**Try it:** The data must be returned in full and exactly as given.

(Collected data entries)
== == ==

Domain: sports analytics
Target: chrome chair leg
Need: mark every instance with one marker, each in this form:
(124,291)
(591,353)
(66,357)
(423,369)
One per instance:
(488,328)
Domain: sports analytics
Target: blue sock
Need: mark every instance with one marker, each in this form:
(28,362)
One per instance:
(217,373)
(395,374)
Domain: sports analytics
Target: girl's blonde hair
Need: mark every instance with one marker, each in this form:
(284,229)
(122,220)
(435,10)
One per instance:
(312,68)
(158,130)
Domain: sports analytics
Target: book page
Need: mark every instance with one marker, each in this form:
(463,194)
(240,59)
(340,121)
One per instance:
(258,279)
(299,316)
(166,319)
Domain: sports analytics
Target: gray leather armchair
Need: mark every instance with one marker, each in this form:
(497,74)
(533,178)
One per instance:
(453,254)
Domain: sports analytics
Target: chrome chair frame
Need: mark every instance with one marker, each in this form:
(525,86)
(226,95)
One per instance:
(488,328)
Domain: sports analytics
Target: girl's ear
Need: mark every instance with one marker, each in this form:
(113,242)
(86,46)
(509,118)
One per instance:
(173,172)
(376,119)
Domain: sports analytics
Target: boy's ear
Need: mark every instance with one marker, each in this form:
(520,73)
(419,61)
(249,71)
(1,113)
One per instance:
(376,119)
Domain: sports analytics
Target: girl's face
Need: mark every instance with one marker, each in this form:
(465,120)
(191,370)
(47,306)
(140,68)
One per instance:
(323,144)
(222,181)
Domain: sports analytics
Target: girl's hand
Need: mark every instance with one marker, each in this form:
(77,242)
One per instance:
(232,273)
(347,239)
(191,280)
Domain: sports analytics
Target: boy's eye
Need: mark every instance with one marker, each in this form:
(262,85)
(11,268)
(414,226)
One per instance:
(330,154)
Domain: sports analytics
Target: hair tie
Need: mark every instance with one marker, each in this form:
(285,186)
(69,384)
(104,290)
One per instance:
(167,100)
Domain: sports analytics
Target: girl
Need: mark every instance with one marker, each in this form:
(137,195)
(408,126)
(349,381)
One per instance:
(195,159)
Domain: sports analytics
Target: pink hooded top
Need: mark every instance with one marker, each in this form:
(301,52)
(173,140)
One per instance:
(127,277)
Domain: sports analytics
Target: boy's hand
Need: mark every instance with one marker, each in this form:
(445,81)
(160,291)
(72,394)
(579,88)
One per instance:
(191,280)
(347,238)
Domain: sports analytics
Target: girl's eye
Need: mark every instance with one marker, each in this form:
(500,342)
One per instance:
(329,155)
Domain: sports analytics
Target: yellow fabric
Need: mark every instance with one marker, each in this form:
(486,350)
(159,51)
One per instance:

== == ==

**Response to the exercise:**
Domain: sports analytics
Target: chrome chair leg
Need: mark every instance with one marker, each in this form:
(124,291)
(591,353)
(66,357)
(423,369)
One per instance:
(488,328)
Domain: sports analytics
Target: blue sock
Need: mark every instance with one marker, each in this form:
(28,362)
One per instance:
(217,373)
(395,374)
Domain: sports analytics
Target: girl's blonde hair
Need: mark every instance with one marker, each in this form:
(284,229)
(122,220)
(435,10)
One per instance:
(312,68)
(158,130)
Domain: sports analytics
Target: book page
Need: mark every instance with one marker, each in this form:
(463,194)
(240,59)
(340,121)
One per instance:
(258,279)
(299,316)
(166,319)
Domain: sports analytics
Target: gray leather armchair
Need: mark every instance with one marker, each in this form:
(497,74)
(533,178)
One per instance:
(453,254)
Domain: sports analytics
Target: chrome chair frame
Need: mark every instance with one marker, each in this form:
(525,86)
(226,95)
One per instance:
(488,328)
Domain: sports analytics
Target: girl's ear
Need: mark every instance with one marker, each in this form:
(113,242)
(86,46)
(509,118)
One per instance:
(173,172)
(376,119)
Domain: sports analytics
Target: boy's ear
Need: mark every instance with one marker, each in this form:
(520,73)
(419,61)
(249,71)
(1,113)
One per instance:
(376,119)
Domain: sports analytics
Target: girl's face
Need: mark every instance with one marker, each in this form:
(465,120)
(191,370)
(47,306)
(140,68)
One per instance:
(323,144)
(222,181)
Domain: sports analytics
Target: girl's hand
Need: mark every instance with one marker, each in this form:
(77,242)
One per instance:
(232,273)
(347,239)
(191,280)
Domain: sports analytics
Target: boy's eye
Need: mark every instance with one marker, each in this form:
(262,85)
(11,268)
(414,226)
One per instance:
(330,154)
Domain: sports analytics
Target: hair tie
Need: mark every instance with one marker, each in this form:
(285,186)
(69,384)
(104,290)
One per instance:
(167,100)
Domain: sports analytics
Target: girl
Need: mark every instance with one marker, each in this form:
(137,195)
(408,126)
(349,381)
One per instance:
(195,159)
Domain: sports analytics
Target: pink hooded top
Need: mark every instance with one marker, each in this form:
(301,52)
(173,140)
One per instance:
(127,277)
Domain: sports analytics
Target: boy's hand
Need: mark every instance with one marker, each in this form:
(445,81)
(160,291)
(72,394)
(579,88)
One per instance:
(191,280)
(347,238)
Domain: sports analytics
Target: girl's eye
Need: mark every instance with one marker, each in this form:
(500,342)
One per instance:
(329,155)
Domain: sports analytics
Target: yellow fabric
Need: mark every instance with one marker, each in this form:
(486,350)
(159,51)
One per instance:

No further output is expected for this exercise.